## [To do]
Write out the listing beneath this instruction in its entirety, exactly as it reads.

____________

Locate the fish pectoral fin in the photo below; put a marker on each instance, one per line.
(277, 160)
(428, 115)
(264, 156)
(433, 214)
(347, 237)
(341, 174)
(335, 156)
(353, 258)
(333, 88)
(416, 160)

____________

## [Final result]
Locate the fish pectoral fin in the photo below; put a marker on each instance, one per line.
(277, 160)
(428, 115)
(264, 156)
(433, 214)
(347, 237)
(341, 174)
(335, 156)
(353, 258)
(333, 88)
(416, 160)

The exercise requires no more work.